== EXERCISE DETAILS ==
Take the lines below between the one holding "Task: point at every instance of the black" and the one holding "Target: pendant light", inclusive, and copy them exactly. Add nothing.

*** Opening DATA EXTRACTS ***

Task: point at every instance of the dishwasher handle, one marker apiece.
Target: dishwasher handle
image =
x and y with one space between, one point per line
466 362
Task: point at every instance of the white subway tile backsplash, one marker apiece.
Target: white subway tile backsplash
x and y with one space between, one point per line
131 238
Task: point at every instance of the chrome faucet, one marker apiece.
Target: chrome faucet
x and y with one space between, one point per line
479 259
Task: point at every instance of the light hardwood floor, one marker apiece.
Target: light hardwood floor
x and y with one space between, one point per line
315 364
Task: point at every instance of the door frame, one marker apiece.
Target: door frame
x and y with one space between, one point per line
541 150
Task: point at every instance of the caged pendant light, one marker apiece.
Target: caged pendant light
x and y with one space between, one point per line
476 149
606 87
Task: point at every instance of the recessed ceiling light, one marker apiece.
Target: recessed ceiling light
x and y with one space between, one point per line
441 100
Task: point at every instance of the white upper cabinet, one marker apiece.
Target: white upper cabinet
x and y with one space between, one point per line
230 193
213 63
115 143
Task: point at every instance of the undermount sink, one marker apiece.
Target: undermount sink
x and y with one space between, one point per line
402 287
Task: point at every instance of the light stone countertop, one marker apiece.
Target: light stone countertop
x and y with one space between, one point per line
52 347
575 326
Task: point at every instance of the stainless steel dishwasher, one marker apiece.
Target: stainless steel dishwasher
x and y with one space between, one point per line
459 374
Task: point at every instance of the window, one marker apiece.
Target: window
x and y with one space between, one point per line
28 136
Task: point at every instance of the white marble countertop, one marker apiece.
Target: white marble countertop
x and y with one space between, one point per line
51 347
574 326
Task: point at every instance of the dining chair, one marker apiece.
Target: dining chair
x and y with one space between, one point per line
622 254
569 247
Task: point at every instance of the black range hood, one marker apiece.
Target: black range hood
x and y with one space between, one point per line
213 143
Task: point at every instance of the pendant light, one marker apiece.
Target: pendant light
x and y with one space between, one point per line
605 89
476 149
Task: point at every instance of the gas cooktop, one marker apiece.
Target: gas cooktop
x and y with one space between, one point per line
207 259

*** Closing DATA EXTRACTS ***

== OUTPUT OF THE TASK ==
Task: point at every instance of the black range hood, one marker apiece.
Target: black range hood
x and y with one space between, one point per line
213 143
Task: point at every instance of the pendant light, one marker apiece.
Target: pendant light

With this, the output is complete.